DOCUMENT SECTION —
A totally-disconnected compact space $(X,\mathfrak{T})$ whose field of all open-and-closed sets is isomorphic to $\mathcal{B}$. This space is defined canonically from $\mathcal{B}$ in the following way: $B$ is the set of all ultrafilters of $\mathcal{B}$, while the topology $\mathfrak{T}$ is generated by the family of subsets of the form $U_A = \{ \xi \in X : A \in \xi \}$, where $A$ is an arbitrary element of $\mathcal{B}$. Instead of ultrafilters, the set of maximal ideals, of two-valued homomorphisms or of two-valued measures on $\mathcal{B}$ with an appropriate topology may be used. Isomorphic Boolean algebras have homeomorphic Stone spaces. Every totally-disconnected compact space is the Stone space of the Boolean algebra of its open-and-closed sets.

The concept of a Stone space and its basic properties were discovered and studied by M.H. Stone (1934–1937, see [1]).

The Stone space of a Boolean algebra is metrizable if and only if the Boolean algebra is countable. A Boolean algebra is complete if and only if its Stone space is extremally disconnected (i.e. if the closure of any open set in the space is open). The perfect Cantor set is the Stone space of a countable atomless Boolean algebra (they are all isomorphic). The generalized Cantor discontinuum $D^m$ is the Stone space of the free Boolean algebra with $m$ generators.


[1] R. Sikorski, "Boolean algebras" , Springer (1969)


An ultrafilter on a Boolean algebra is a maximal filter on the underlying ordered set.

A good up-to-date reference on Boolean algebras is [a2].

The term "Stone space" is often used as a synonym for "totally-disconnected compact space" , although others use "Boolean space" for this concept. A topological space is a Stone space if and only if it is compact, Hausdorff and totally disconnected; compact and totally separated; compact, $T_0$ and zero-dimensional; or Hausdorff and coherent.

[Extracted records]
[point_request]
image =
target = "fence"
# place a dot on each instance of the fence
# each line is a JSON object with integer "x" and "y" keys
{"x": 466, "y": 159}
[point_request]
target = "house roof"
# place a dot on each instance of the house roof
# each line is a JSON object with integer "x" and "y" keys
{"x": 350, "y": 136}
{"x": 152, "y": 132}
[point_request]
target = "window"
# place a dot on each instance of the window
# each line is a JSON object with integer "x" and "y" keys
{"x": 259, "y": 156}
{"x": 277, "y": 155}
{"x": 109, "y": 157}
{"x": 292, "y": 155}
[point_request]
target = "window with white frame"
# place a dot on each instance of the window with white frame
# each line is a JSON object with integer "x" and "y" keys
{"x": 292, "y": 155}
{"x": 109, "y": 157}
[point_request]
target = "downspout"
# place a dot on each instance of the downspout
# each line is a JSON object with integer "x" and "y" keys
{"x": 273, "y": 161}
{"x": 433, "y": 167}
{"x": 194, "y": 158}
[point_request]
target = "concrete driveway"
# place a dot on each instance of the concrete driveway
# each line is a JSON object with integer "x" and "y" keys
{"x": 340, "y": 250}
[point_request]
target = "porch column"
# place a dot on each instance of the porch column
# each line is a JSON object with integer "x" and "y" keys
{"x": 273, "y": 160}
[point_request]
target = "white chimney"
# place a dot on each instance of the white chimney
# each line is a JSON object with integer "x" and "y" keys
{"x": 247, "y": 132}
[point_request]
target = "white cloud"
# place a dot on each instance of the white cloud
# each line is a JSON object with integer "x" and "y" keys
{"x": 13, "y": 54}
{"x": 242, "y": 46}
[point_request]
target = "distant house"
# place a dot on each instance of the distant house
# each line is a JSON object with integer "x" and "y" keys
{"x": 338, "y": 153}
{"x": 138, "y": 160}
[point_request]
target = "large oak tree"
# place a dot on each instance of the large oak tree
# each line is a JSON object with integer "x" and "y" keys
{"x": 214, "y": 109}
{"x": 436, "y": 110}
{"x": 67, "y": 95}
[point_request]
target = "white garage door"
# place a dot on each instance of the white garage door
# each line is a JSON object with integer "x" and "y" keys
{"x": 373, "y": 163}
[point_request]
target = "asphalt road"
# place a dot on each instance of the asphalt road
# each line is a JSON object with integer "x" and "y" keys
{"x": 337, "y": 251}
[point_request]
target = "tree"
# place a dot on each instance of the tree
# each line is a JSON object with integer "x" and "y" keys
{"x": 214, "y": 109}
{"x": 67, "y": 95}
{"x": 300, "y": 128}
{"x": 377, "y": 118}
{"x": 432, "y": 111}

LIST OF TASKS —
#1 Translate this sentence from the passage on Stone spaces into Spanish: "Isomorphic Boolean algebras have homeomorphic Stone spaces."
#2 Reproduce word for word the stretch of the passage on Stone spaces from "A good up-to-date" through "Hausdorff and coherent.".
#3 Write the next part of the passage on Stone spaces, picking up after its final sentence.

OUTPUTS —
#1 Las álgebras de Boole isomorfas tienen espacios de Stone homeomorfos.

#2
A good up-to-date reference on Boolean algebras is [a2].

The term "Stone space" is often used as a synonym for "totally-disconnected compact space" , although others use "Boolean space" for this concept. A topological space is a Stone space if and only if it is compact, Hausdorff and totally disconnected; compact and totally separated; compact, $T_0$ and zero-dimensional; or Hausdorff and coherent.

#3
The correspondence between Boolean algebras and their Stone spaces is a categorical duality (see Dual category); thus, if $\mathcal{B}$ and $\mathcal{B}_1$ are Boolean algebras with Stone spaces $X$ and $X_1$ respectively, the Boolean homomorphisms $\mathcal{B} \rightarrow \mathcal{B}_1$ correspond bijectively to continuous functions $X_1 \rightarrow X$. Using this, one may translate algebraic theorems about Boolean algebras into topological theorems about Stone spaces, or vice versa: for example, Sikorski's theorem that complete Boolean algebras are injective in the category of all Boolean algebras (see Injective object) corresponds to Gleason's theorem that extremally-disconnected spaces are projective in the category of Stone spaces. For more details see [a1].


[a1] P.T. Johnstone, "Stone spaces" , Cambridge Univ. Press (1982) ISBN 0-521-33779-8
[a2] S. Koppelberg, "General theory of Boolean algebras" J.D. Monk (ed.) R. Bonnet (ed.) , Handbook of Boolean algebras , 3 , North-Holland (1989)
[a3] J.D. Monk (ed.) R. Bonnet (ed.) , Handbook of Boolean algebras , 1–3 , North-Holland (1989)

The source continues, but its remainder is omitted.